■ **READING PASSAGE**
Japan Ministry of Finance Clarifies Revision of Inward Direct Investment Structure

May 05, 2020

With the release of responses to public comments, the Ministry of Finance provided a highly anticipated clarification of the amendments to the Foreign Exchange and Foreign Trade Act.

Japan’s Ministry of Finance (MOF) on April 30 published its response (MOF Comments) to public comments concerning the amendments (Amendments) of relevant rules and regulations under the Foreign Exchange and Foreign Trade Act (FEFTA) and the implementation schedule for the FEFTA and relevant rules and regulations. With the publication of the MOF Comments, the overall structure governing the revision of inward direct investment into Japan contemplated by the amended FEFTA and the Amendments has become clearer. The MOF Comments have been widely anticipated by the international investment community in order to clear the uncertainties in the draft implementing regulations issued on March 14, 2020.

Below is a summary of principal issues related to investments in Japanese listed companies that have been clarified in part by the MOF Comments.

Foreign Financial Institutions

  • MOF Comments explain the theory behind allowing the blanket exemptions for foreign financial institutions. MOF states that because (i) foreign financial institutions are subject to regulation and supervision of relevant foreign regulatory regimes by relevant authorities; and (ii) transactions made by them are not intended to misappropriate technology information or dispose/transfer of important business activities of target Japanese companies, the foreign financial institutions are categorized as not imposing a risk to Japan’s national security and will be eligible for a blanket exemption.

■ **DIRECTIVE 1**
Retype the rows exactly, starting with the line containing "the green stem" and continuing through the final line of the rows.

■ **AVAILABLE DATA**
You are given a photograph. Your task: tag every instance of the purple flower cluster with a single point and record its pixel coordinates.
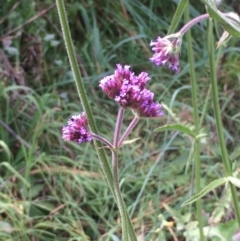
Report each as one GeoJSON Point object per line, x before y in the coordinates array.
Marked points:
{"type": "Point", "coordinates": [130, 91]}
{"type": "Point", "coordinates": [76, 129]}
{"type": "Point", "coordinates": [166, 51]}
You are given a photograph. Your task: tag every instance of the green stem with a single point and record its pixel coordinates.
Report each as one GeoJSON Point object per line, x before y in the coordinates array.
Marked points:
{"type": "Point", "coordinates": [83, 97]}
{"type": "Point", "coordinates": [121, 205]}
{"type": "Point", "coordinates": [196, 123]}
{"type": "Point", "coordinates": [219, 125]}
{"type": "Point", "coordinates": [126, 222]}
{"type": "Point", "coordinates": [81, 91]}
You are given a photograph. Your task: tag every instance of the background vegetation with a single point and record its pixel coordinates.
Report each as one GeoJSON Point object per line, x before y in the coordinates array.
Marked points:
{"type": "Point", "coordinates": [54, 190]}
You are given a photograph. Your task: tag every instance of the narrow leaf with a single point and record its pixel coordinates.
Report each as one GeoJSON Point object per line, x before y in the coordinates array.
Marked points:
{"type": "Point", "coordinates": [235, 181]}
{"type": "Point", "coordinates": [177, 16]}
{"type": "Point", "coordinates": [204, 191]}
{"type": "Point", "coordinates": [229, 25]}
{"type": "Point", "coordinates": [176, 127]}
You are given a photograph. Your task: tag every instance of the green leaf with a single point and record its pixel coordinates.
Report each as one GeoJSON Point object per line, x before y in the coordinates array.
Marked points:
{"type": "Point", "coordinates": [204, 191]}
{"type": "Point", "coordinates": [229, 25]}
{"type": "Point", "coordinates": [235, 181]}
{"type": "Point", "coordinates": [130, 141]}
{"type": "Point", "coordinates": [176, 127]}
{"type": "Point", "coordinates": [177, 16]}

■ **DIRECTIVE 2**
Answer these questions from the article on Japan's inward direct investment rules:
(a) On what date did the Ministry of Finance publish its response to public comments?
(b) When were the draft implementing regulations issued?
(c) What are foreign financial institutions eligible for, according to the MOF Comments?

■ **COMPLETE ANSWER 1**
You are given a photograph. Your task: tag every instance of the green stem with a single point and record its pixel coordinates.
Report each as one GeoJSON Point object per line, x before y in the coordinates array.
Marked points:
{"type": "Point", "coordinates": [83, 97]}
{"type": "Point", "coordinates": [121, 205]}
{"type": "Point", "coordinates": [196, 123]}
{"type": "Point", "coordinates": [219, 125]}
{"type": "Point", "coordinates": [126, 222]}
{"type": "Point", "coordinates": [81, 91]}
You are given a photograph. Your task: tag every instance of the background vegetation with a single point and record its pixel coordinates.
Report each as one GeoJSON Point object per line, x before y in the coordinates array.
Marked points:
{"type": "Point", "coordinates": [54, 190]}
You are given a photograph. Your task: tag every instance of the narrow leaf with a single point and record its pixel coordinates.
Report each as one GeoJSON Point object per line, x before y in the coordinates array.
Marked points:
{"type": "Point", "coordinates": [235, 181]}
{"type": "Point", "coordinates": [177, 16]}
{"type": "Point", "coordinates": [204, 191]}
{"type": "Point", "coordinates": [229, 25]}
{"type": "Point", "coordinates": [176, 127]}
You are given a photograph. Your task: tag every instance of the green leaf with a single point and record its pixel coordinates.
Report each as one GeoJSON Point object per line, x before y in the coordinates array.
Marked points:
{"type": "Point", "coordinates": [204, 191]}
{"type": "Point", "coordinates": [229, 25]}
{"type": "Point", "coordinates": [235, 181]}
{"type": "Point", "coordinates": [130, 141]}
{"type": "Point", "coordinates": [176, 127]}
{"type": "Point", "coordinates": [177, 16]}

■ **COMPLETE ANSWER 2**
(a) April 30
(b) March 14, 2020
(c) A blanket exemption